Records drawn from a dataset
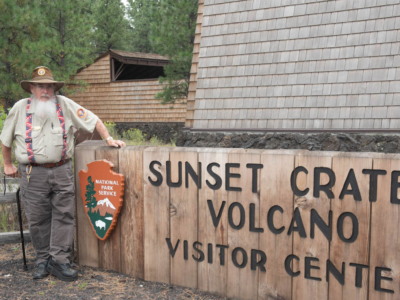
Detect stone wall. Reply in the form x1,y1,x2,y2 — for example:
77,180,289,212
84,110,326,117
176,131,400,153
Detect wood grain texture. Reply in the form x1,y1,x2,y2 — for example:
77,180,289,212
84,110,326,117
226,149,260,300
74,144,400,299
369,157,400,299
329,155,372,300
197,148,229,295
258,151,295,300
0,194,17,204
292,153,331,300
75,142,101,267
169,148,199,288
119,146,146,279
70,53,186,123
95,146,121,272
0,231,31,244
143,147,171,284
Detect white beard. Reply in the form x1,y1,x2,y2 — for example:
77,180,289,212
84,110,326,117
31,95,57,120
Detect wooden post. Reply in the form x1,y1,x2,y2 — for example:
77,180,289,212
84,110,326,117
119,146,146,279
143,147,171,284
226,149,261,300
75,141,102,267
95,146,121,272
198,148,229,295
169,148,199,288
292,153,332,300
259,151,296,300
369,157,400,299
330,154,372,300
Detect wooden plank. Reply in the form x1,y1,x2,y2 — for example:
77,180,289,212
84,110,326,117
0,231,31,244
329,155,372,300
95,146,121,272
170,148,199,288
369,157,400,299
292,153,331,300
258,151,295,300
119,146,146,279
226,149,260,300
75,142,101,267
198,148,229,295
0,194,17,204
143,147,171,284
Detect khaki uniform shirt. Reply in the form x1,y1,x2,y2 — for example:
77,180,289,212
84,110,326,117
0,95,98,164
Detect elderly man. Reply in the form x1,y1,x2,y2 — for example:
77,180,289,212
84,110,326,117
0,66,125,281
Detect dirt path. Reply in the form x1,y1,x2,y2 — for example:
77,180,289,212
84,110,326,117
0,244,226,300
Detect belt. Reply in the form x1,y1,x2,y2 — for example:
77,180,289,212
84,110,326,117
29,159,70,168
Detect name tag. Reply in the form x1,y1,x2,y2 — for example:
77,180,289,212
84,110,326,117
33,126,41,131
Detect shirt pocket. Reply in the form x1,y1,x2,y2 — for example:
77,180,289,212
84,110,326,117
31,130,45,154
51,127,64,147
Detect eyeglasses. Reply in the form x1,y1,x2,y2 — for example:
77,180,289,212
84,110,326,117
33,84,54,91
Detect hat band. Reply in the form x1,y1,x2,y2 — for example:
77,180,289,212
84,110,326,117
30,76,56,82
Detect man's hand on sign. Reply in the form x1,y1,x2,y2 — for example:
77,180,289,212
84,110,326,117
94,119,126,148
4,164,18,178
106,139,126,148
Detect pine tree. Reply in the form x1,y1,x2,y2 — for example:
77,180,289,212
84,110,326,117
92,0,132,56
85,176,97,214
149,0,198,105
39,0,95,93
126,0,159,53
0,0,43,110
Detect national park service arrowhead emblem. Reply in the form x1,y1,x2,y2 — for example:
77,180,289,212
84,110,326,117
79,160,124,241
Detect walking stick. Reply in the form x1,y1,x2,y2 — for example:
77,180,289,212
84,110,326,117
15,187,28,271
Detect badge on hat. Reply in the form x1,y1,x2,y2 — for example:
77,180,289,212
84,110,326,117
37,68,46,76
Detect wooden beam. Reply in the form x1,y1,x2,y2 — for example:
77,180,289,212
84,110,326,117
115,63,127,80
0,194,17,204
0,231,31,244
111,58,115,81
117,58,168,67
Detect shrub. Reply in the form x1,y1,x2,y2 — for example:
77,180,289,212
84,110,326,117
149,136,163,146
122,129,145,145
104,121,121,140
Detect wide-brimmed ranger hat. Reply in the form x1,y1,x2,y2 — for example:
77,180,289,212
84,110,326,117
20,66,64,93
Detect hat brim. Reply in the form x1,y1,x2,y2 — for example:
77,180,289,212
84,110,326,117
20,79,65,93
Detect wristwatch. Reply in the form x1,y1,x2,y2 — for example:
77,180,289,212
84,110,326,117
106,136,114,141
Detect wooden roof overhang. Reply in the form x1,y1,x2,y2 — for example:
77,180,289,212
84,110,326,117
75,49,169,82
109,53,168,67
95,49,169,66
104,50,168,81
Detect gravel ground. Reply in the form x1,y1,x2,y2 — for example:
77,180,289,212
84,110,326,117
0,243,226,300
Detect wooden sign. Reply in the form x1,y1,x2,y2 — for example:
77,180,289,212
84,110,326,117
79,159,124,241
75,142,400,300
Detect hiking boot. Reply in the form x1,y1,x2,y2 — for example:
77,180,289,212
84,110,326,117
46,258,78,282
33,261,49,280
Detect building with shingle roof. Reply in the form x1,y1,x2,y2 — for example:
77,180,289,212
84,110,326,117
186,0,400,131
71,49,186,124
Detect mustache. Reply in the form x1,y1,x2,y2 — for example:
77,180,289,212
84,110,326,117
41,94,51,98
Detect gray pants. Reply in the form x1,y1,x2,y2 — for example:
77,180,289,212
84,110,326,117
19,161,74,265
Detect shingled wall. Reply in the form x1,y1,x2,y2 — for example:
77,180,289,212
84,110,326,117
187,0,400,130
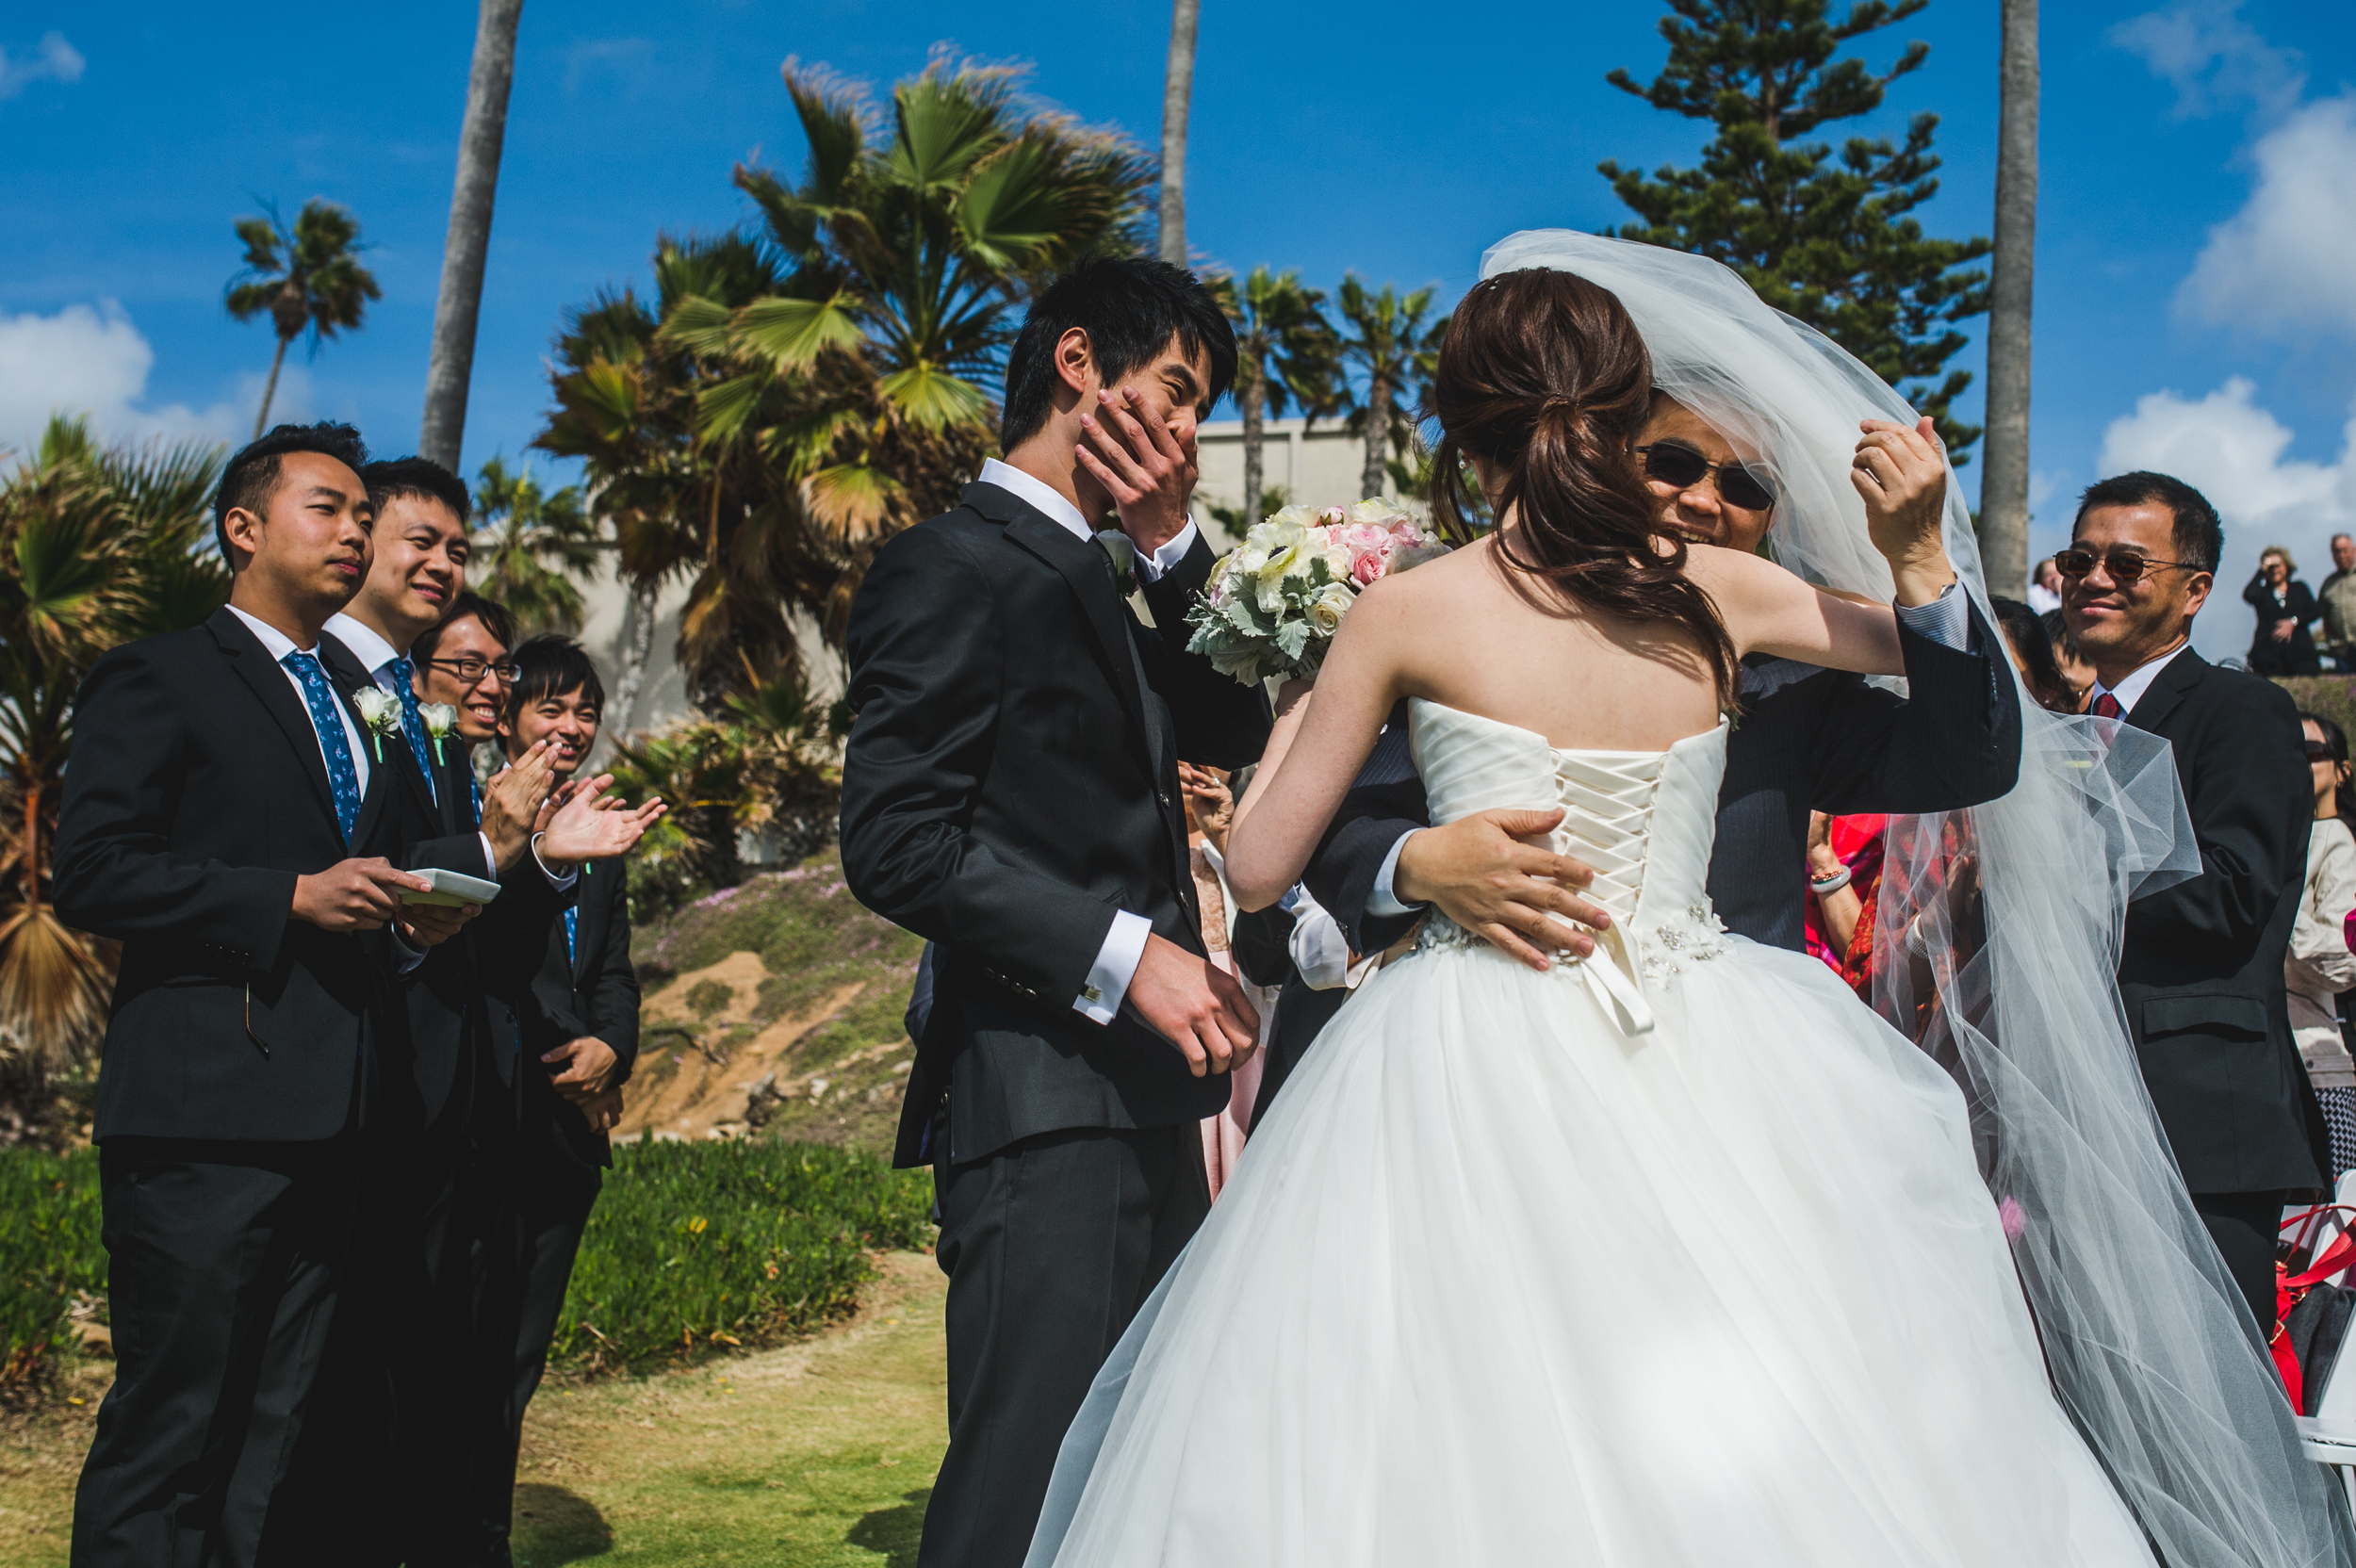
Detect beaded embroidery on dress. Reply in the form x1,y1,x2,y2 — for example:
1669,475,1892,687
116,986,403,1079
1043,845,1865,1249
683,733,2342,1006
1024,703,2158,1568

• [Work instructions]: Spot every line in the entries that includes the word "sign", and copy each one out.

• [Task solution]:
Detect man's hand on sign. Reply in the form x1,y1,x2,y2 — for example:
Detect wooden sign. Reply in the form x1,y1,x2,y2 — for example:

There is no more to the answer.